-- LISTED ENTRIES follows --
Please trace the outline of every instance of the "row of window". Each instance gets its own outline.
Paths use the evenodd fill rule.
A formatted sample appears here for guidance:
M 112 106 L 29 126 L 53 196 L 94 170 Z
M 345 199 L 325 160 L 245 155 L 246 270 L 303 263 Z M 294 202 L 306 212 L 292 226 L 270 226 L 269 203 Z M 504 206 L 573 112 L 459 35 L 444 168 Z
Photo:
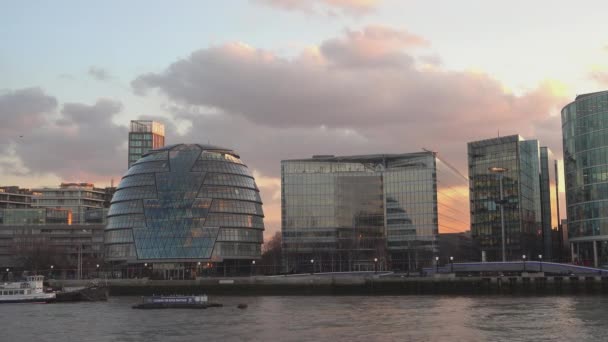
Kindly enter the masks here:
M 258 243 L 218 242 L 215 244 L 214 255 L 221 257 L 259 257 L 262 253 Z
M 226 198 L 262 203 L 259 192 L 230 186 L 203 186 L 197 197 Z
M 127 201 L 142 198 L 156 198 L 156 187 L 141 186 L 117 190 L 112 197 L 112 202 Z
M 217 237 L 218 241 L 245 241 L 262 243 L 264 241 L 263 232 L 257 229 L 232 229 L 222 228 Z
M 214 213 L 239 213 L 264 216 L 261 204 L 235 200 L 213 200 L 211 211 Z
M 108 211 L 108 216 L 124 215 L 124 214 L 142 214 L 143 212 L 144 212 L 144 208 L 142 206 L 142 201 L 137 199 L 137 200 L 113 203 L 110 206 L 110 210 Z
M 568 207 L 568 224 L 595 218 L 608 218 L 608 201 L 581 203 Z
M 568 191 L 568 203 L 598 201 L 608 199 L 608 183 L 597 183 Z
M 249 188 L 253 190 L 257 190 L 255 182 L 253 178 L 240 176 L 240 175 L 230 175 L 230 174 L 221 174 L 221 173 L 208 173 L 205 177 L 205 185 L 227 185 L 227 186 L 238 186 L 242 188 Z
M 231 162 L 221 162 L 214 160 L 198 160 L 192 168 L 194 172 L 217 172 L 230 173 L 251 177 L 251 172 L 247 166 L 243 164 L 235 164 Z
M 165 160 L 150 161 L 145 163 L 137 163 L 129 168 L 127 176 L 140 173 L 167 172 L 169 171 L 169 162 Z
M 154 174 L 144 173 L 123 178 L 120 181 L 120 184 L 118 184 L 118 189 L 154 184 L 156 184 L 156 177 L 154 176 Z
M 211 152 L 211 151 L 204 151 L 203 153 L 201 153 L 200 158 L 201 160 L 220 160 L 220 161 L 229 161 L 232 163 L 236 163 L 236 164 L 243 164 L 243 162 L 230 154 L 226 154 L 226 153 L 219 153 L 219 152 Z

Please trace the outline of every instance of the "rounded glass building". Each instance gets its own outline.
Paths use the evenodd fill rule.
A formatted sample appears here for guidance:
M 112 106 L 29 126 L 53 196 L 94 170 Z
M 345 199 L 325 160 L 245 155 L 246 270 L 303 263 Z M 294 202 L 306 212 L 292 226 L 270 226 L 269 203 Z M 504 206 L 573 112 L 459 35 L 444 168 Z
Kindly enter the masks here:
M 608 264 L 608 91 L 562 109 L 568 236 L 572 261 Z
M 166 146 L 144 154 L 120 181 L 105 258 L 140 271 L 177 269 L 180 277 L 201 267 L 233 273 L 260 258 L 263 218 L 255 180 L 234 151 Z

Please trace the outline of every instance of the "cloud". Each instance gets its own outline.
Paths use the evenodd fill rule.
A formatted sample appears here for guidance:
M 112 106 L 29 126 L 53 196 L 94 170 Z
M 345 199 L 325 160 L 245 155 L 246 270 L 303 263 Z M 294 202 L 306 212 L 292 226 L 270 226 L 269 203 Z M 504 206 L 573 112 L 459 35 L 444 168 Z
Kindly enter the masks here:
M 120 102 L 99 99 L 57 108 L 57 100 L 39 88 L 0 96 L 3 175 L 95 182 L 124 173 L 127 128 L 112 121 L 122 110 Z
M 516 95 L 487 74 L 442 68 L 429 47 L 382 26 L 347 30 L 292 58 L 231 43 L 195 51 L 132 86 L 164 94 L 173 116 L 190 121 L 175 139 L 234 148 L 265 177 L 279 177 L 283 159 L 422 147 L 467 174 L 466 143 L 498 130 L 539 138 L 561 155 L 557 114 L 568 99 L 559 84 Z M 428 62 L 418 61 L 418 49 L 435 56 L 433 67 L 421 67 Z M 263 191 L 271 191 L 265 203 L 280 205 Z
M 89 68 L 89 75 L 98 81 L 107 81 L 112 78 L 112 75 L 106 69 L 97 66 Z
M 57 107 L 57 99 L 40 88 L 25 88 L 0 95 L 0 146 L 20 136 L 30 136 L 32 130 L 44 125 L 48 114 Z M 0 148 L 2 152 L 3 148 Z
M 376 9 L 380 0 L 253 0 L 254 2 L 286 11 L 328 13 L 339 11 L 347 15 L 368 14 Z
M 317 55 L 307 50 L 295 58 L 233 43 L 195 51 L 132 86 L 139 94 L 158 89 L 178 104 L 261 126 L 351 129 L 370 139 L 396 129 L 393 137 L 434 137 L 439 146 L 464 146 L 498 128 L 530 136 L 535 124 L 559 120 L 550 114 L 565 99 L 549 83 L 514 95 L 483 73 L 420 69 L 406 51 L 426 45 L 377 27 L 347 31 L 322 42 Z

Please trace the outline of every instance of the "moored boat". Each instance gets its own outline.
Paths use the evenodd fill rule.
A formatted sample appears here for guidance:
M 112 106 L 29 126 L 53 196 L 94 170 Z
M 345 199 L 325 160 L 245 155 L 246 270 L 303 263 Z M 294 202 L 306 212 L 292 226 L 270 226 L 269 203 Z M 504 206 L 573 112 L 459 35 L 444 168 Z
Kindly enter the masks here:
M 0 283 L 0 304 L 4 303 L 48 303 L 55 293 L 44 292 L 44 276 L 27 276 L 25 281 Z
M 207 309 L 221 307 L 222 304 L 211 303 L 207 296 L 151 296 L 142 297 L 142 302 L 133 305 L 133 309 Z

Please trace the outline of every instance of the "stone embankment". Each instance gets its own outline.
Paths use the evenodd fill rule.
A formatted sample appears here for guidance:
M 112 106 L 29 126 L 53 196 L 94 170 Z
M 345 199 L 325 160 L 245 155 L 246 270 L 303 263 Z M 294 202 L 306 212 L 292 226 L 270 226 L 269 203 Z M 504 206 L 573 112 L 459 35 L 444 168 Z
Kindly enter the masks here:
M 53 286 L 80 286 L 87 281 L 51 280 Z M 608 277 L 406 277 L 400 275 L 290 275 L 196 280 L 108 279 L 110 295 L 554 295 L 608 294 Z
-- LISTED ENTRIES concluded --
ASSIGNMENT →
What is needed is an exact copy of every record above, minus the images.

EXERCISE SOLUTION →
Please trace the outline of every instance of the "row of window". Each instance gets its own outline.
Paths use the evenodd fill rule.
A formatted sample appears here for guidance:
M 112 106 L 29 126 L 53 196 L 94 170 Z
M 345 199 L 325 160 L 245 155 L 246 270 L 303 263 Z M 294 202 L 306 212 L 292 226 L 270 226 L 269 203 Z M 504 206 L 573 112 L 459 35 L 444 168 Z
Photo:
Kindly enter the masks here:
M 258 243 L 218 242 L 215 244 L 214 255 L 221 257 L 259 257 L 262 253 Z
M 226 198 L 262 203 L 259 192 L 230 186 L 203 186 L 197 197 Z
M 127 201 L 142 198 L 156 198 L 156 187 L 141 186 L 117 190 L 112 197 L 112 202 Z
M 217 237 L 218 241 L 245 241 L 262 243 L 264 241 L 263 232 L 257 229 L 232 229 L 222 228 Z
M 214 213 L 239 213 L 264 216 L 261 204 L 235 200 L 213 200 L 211 211 Z
M 108 211 L 108 216 L 124 215 L 124 214 L 142 214 L 143 212 L 144 212 L 144 208 L 142 206 L 142 201 L 137 199 L 137 200 L 113 203 L 110 206 L 110 210 Z
M 568 207 L 568 224 L 595 218 L 608 218 L 608 201 L 581 203 Z
M 568 191 L 568 203 L 598 201 L 608 199 L 608 183 L 597 183 Z
M 249 188 L 253 190 L 257 190 L 255 182 L 253 178 L 240 176 L 240 175 L 230 175 L 230 174 L 221 174 L 221 173 L 208 173 L 205 177 L 205 185 L 227 185 L 227 186 L 238 186 L 242 188 Z
M 231 162 L 221 162 L 214 160 L 198 160 L 192 168 L 194 172 L 217 172 L 230 173 L 251 177 L 251 172 L 247 166 L 243 164 L 235 164 Z
M 165 160 L 150 161 L 145 163 L 137 163 L 129 168 L 127 176 L 140 173 L 167 172 L 169 171 L 169 162 Z
M 154 174 L 144 173 L 123 178 L 120 181 L 120 184 L 118 184 L 118 189 L 154 184 L 156 184 L 156 177 L 154 176 Z
M 211 152 L 211 151 L 204 151 L 203 153 L 201 153 L 200 158 L 201 160 L 220 160 L 220 161 L 229 161 L 232 163 L 236 163 L 236 164 L 243 164 L 243 162 L 230 154 L 226 154 L 226 153 L 219 153 L 219 152 Z

Please trace the outline of every instance of the "rounded glass building". Each instance gets its own outline.
Paths use the evenodd fill rule.
A formatted sample appears here for guidance:
M 112 106 L 29 126 L 53 196 L 94 170 Z
M 345 199 L 325 160 L 245 155 L 246 270 L 303 263 Z M 294 202 L 306 212 L 292 226 L 270 226 L 269 203 Z M 504 206 L 573 112 L 459 35 L 444 168 Z
Kindly enter the masks here:
M 608 264 L 608 91 L 562 109 L 568 236 L 572 261 Z
M 166 146 L 144 154 L 120 181 L 105 258 L 140 271 L 177 269 L 180 277 L 201 267 L 233 273 L 260 258 L 263 218 L 255 180 L 234 151 Z

Please trace the outline of every instance of the "cloud". Each instance gets its own outline.
Paths use the evenodd fill rule.
A formatted sample appears here for guidance:
M 112 106 L 29 126 L 53 196 L 94 170 Z
M 345 199 L 325 160 L 245 155 L 246 270 L 303 263 Z M 294 202 L 306 212 L 292 226 L 270 226 L 269 203 Z M 504 206 L 573 112 L 459 35 L 444 168 Z
Kindly enter the masks here:
M 120 102 L 99 99 L 57 108 L 57 100 L 39 88 L 0 96 L 3 175 L 95 182 L 124 173 L 127 128 L 112 121 L 122 110 Z
M 516 95 L 487 74 L 442 68 L 429 47 L 382 26 L 347 30 L 292 58 L 231 43 L 195 51 L 132 86 L 164 94 L 173 116 L 190 121 L 175 139 L 234 148 L 265 177 L 279 177 L 283 159 L 422 147 L 467 174 L 466 143 L 498 130 L 539 138 L 561 155 L 557 114 L 568 99 L 559 84 Z M 428 62 L 418 61 L 418 49 L 435 56 L 433 67 L 421 67 Z M 263 191 L 271 191 L 265 203 L 280 205 Z
M 89 68 L 89 75 L 98 81 L 107 81 L 112 78 L 112 75 L 106 69 L 97 66 Z
M 57 107 L 57 99 L 40 88 L 25 88 L 0 95 L 0 146 L 20 136 L 30 136 L 32 130 L 44 125 L 48 114 Z M 0 148 L 2 152 L 3 148 Z
M 376 9 L 380 0 L 253 0 L 254 2 L 286 11 L 328 13 L 339 11 L 347 15 L 368 14 Z
M 317 55 L 307 50 L 295 58 L 233 43 L 195 51 L 132 86 L 139 94 L 158 89 L 178 104 L 261 126 L 351 129 L 370 139 L 396 129 L 393 137 L 434 137 L 439 146 L 464 146 L 498 128 L 530 136 L 535 124 L 559 120 L 550 114 L 565 99 L 549 83 L 514 95 L 483 73 L 420 69 L 406 51 L 426 45 L 377 27 L 347 31 L 322 42 Z

Please trace the outline of every instance of the "moored boat". Each instance gets its own outline.
Paths use the evenodd fill rule.
A formatted sample appears here for guidance:
M 112 106 L 29 126 L 53 196 L 94 170 Z
M 345 199 L 325 160 L 245 155 L 246 270 L 303 263 Z M 294 202 L 306 212 L 292 226 L 270 226 L 269 203 Z M 504 206 L 573 112 L 459 35 L 444 168 Z
Kindly enter the masks here:
M 0 283 L 0 304 L 4 303 L 48 303 L 55 293 L 44 292 L 44 276 L 27 276 L 25 281 Z
M 207 309 L 221 307 L 222 304 L 211 303 L 207 296 L 151 296 L 142 297 L 142 302 L 133 305 L 133 309 Z

Please trace the outline of every instance of the "stone embankment". Each instance gets its own outline.
Paths use the evenodd fill rule.
A formatted sample appears here for guidance:
M 112 106 L 29 126 L 53 196 L 94 170 Z
M 345 199 L 325 160 L 245 155 L 246 270 L 303 263 Z M 294 202 L 306 212 L 292 226 L 270 226 L 269 203 Z M 504 206 L 573 112 L 459 35 L 444 168 Z
Kindly enter the masks here:
M 53 286 L 80 286 L 87 281 L 51 280 Z M 608 277 L 406 277 L 400 275 L 290 275 L 196 280 L 108 279 L 110 295 L 554 295 L 608 294 Z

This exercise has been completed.